(TASK DIRECTIONS)
Your task is to output all the records below, word for word.

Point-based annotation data

[BEGIN]

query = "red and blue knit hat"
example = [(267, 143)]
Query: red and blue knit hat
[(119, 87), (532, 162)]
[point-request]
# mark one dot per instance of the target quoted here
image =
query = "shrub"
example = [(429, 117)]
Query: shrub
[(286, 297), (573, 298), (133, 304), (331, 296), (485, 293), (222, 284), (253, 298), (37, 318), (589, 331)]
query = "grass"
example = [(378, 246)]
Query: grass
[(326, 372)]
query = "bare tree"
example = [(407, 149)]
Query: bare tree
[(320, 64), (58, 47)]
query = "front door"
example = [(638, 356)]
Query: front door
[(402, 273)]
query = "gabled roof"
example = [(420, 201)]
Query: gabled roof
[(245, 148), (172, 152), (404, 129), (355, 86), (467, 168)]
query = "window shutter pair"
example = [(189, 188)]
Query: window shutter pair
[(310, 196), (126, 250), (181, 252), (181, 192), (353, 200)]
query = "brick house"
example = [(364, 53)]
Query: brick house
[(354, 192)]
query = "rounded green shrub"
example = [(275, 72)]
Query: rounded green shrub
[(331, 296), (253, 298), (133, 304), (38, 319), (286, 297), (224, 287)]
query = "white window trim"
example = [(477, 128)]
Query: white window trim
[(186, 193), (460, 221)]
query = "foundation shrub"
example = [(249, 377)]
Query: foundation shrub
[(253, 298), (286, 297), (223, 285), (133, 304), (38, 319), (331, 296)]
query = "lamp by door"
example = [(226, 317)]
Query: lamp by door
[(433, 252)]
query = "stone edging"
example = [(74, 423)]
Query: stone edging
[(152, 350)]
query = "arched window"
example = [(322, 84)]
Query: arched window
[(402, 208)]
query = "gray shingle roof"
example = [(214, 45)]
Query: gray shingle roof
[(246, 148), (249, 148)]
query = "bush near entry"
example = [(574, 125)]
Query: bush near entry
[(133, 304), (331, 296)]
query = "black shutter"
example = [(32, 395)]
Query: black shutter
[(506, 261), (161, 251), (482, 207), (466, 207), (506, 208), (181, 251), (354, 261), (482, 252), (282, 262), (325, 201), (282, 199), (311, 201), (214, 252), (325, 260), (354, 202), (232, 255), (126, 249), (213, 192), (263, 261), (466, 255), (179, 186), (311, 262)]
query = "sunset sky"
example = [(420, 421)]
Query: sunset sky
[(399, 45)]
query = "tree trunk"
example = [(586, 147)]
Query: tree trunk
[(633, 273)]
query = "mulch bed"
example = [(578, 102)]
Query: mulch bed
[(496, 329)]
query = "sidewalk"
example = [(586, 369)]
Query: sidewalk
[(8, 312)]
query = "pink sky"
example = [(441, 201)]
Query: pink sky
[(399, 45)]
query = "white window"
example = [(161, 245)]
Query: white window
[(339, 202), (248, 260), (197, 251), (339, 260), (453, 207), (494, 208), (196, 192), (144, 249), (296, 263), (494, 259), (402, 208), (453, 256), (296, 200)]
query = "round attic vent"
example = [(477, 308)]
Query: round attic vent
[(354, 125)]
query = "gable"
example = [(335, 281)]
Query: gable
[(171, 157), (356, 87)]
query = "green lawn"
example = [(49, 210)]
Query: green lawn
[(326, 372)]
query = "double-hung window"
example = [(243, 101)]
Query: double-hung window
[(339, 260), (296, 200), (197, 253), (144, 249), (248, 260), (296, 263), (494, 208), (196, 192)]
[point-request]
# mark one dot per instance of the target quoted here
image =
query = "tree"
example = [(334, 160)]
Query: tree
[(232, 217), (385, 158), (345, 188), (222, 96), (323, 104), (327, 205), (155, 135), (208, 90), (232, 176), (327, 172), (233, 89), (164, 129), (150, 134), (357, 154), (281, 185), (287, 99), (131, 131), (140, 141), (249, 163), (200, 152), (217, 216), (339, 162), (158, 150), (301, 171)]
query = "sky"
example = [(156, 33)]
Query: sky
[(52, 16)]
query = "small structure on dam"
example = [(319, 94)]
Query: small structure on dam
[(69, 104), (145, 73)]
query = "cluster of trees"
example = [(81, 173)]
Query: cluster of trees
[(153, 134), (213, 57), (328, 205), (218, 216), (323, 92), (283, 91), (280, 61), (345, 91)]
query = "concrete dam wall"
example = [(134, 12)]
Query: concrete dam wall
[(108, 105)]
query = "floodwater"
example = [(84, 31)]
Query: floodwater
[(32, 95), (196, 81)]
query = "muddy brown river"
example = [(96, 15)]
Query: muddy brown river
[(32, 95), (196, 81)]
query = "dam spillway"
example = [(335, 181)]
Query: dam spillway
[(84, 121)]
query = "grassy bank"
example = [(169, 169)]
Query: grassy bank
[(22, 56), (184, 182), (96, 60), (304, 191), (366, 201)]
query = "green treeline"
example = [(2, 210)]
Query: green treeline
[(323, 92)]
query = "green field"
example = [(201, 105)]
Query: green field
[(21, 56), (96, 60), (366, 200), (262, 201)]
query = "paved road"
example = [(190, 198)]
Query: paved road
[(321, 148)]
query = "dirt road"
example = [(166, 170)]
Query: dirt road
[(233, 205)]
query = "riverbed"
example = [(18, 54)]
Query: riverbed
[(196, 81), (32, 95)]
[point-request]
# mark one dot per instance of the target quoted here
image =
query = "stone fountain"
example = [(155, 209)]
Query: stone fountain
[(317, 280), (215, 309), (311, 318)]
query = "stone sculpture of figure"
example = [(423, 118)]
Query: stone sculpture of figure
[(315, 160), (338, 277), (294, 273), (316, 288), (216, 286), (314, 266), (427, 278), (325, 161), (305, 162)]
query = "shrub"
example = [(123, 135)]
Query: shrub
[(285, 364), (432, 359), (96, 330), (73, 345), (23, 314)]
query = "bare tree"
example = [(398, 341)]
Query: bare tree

[END]

(PROBLEM SOLUTION)
query = "red and blue knit hat"
example = [(267, 143)]
Query: red and blue knit hat
[(119, 87), (532, 162)]
[point-request]
# mark one dot per instance of the target quoted here
image =
query = "shrub"
example = [(429, 117)]
Query: shrub
[(286, 297), (573, 298), (133, 304), (331, 296), (485, 293), (222, 284), (253, 298), (37, 318), (589, 331)]
query = "grass"
example = [(378, 246)]
Query: grass
[(326, 372)]
query = "bare tree"
example = [(407, 149)]
Query: bare tree
[(320, 64), (58, 47)]
query = "front door"
example = [(638, 356)]
Query: front door
[(402, 273)]
query = "gabled roof"
example = [(420, 201)]
Query: gabled roof
[(245, 148), (172, 152), (404, 129), (355, 86), (467, 168)]
query = "window shutter pair"
example = [(189, 188)]
Query: window shutter pair
[(310, 196), (126, 250), (181, 252), (181, 192), (353, 200)]
query = "brick house"
example = [(364, 53)]
Query: brick house
[(354, 192)]
query = "rounded green shrub"
example = [(275, 72)]
Query: rounded green shrub
[(331, 296), (253, 298), (133, 304), (38, 319), (286, 297), (224, 287)]
query = "white window trim"
example = [(477, 128)]
Query: white window trim
[(186, 193), (460, 221)]
query = "foundation shrub"
example = [(249, 377)]
Query: foundation shrub
[(253, 298), (286, 297), (223, 285), (133, 304), (38, 319), (331, 296)]
query = "lamp by door"
example = [(226, 317)]
Query: lamp by door
[(433, 252)]
query = "stone edging"
example = [(74, 423)]
Query: stone edging
[(152, 350)]
query = "arched window"
example = [(322, 84)]
Query: arched window
[(402, 208)]
query = "gray shingle roof"
example = [(214, 45)]
Query: gray shingle roof
[(246, 148), (249, 148)]
query = "bush near entry"
example = [(574, 125)]
Query: bush near entry
[(133, 304), (331, 296)]
query = "black shutter"
example = [(32, 395)]
Query: black shutter
[(506, 261), (161, 251), (482, 207), (466, 207), (506, 208), (181, 251), (354, 261), (482, 252), (282, 262), (325, 201), (282, 199), (311, 201), (214, 252), (325, 260), (354, 202), (232, 255), (126, 249), (213, 192), (263, 261), (466, 255), (179, 186), (311, 262)]
query = "sunset sky"
example = [(420, 421)]
Query: sunset sky
[(399, 45)]
query = "tree trunk"
example = [(586, 147)]
Query: tree trunk
[(633, 273)]
query = "mulch bed"
example = [(578, 102)]
Query: mulch bed
[(496, 329)]
query = "sidewalk"
example = [(586, 369)]
Query: sidewalk
[(8, 312)]
query = "pink sky"
example = [(441, 201)]
Query: pink sky
[(399, 45)]
query = "white window"
example = [(161, 245)]
Query: white window
[(339, 202), (248, 260), (197, 251), (339, 260), (453, 207), (494, 208), (196, 192), (144, 249), (296, 263), (494, 259), (402, 208), (453, 256), (296, 200)]
query = "round attic vent"
example = [(477, 308)]
Query: round attic vent
[(354, 125)]
query = "gable"
example = [(335, 281)]
Query: gable
[(171, 157), (356, 87)]
query = "green lawn"
example = [(49, 210)]
Query: green lawn
[(326, 372)]
query = "double-hung window"
example = [(243, 101)]
Query: double-hung window
[(339, 260), (296, 200), (197, 253), (144, 249), (248, 260), (296, 263), (494, 208), (196, 192)]
[point-request]
# mark one dot per instance of the target quoted here
image =
query = "tree"
example = [(334, 160)]
Query: tree
[(232, 217), (385, 158), (345, 188), (222, 96), (323, 104), (327, 205), (155, 135), (208, 90), (232, 176), (327, 172), (233, 89), (164, 129), (150, 134), (357, 154), (281, 185), (287, 99), (131, 131), (140, 141), (249, 163), (200, 152), (217, 216), (339, 162), (158, 150), (301, 171)]
query = "sky"
example = [(156, 33)]
Query: sky
[(52, 16)]
query = "small structure on dam"
example = [(319, 94)]
Query: small structure on dam
[(69, 104), (145, 73)]
query = "cluster of trees"
example = [(81, 173)]
Query: cluster of trees
[(153, 134), (213, 57), (328, 205), (218, 216), (323, 92), (283, 91), (280, 61), (345, 91)]
query = "concrete dam wall"
example = [(134, 12)]
Query: concrete dam wall
[(108, 105)]
query = "floodwater"
example = [(84, 31)]
Query: floodwater
[(32, 95), (196, 81)]
query = "muddy brown river"
example = [(96, 15)]
Query: muddy brown river
[(32, 95), (196, 81)]
query = "dam spillway"
example = [(335, 181)]
Query: dam spillway
[(84, 121)]
query = "grassy bank"
example = [(169, 169)]
Query: grassy bank
[(22, 56), (184, 182), (96, 60), (304, 191), (366, 201)]
query = "green treeline"
example = [(2, 210)]
Query: green treeline
[(323, 92)]
query = "green field"
example = [(201, 105)]
Query: green field
[(21, 56), (96, 60), (366, 200), (262, 201)]
query = "paved road"
example = [(190, 198)]
Query: paved road
[(321, 148)]
query = "dirt road"
example = [(166, 170)]
Query: dirt road
[(233, 205)]
query = "riverbed"
example = [(18, 54)]
Query: riverbed
[(196, 81), (32, 95)]
[point-request]
# mark one dot per instance of the target quoted here
image =
query = "stone fountain"
example = [(155, 209)]
Query: stone fountain
[(317, 280), (215, 309), (311, 318)]
query = "stone sculpture of figure"
example = [(423, 118)]
Query: stone sculpture of figure
[(315, 160), (338, 277), (294, 273), (316, 288), (216, 286), (314, 266), (427, 278), (325, 161), (305, 162)]
query = "shrub"
example = [(123, 135)]
Query: shrub
[(285, 364), (432, 359), (96, 330), (73, 345), (23, 314)]
query = "bare tree"
example = [(398, 341)]
Query: bare tree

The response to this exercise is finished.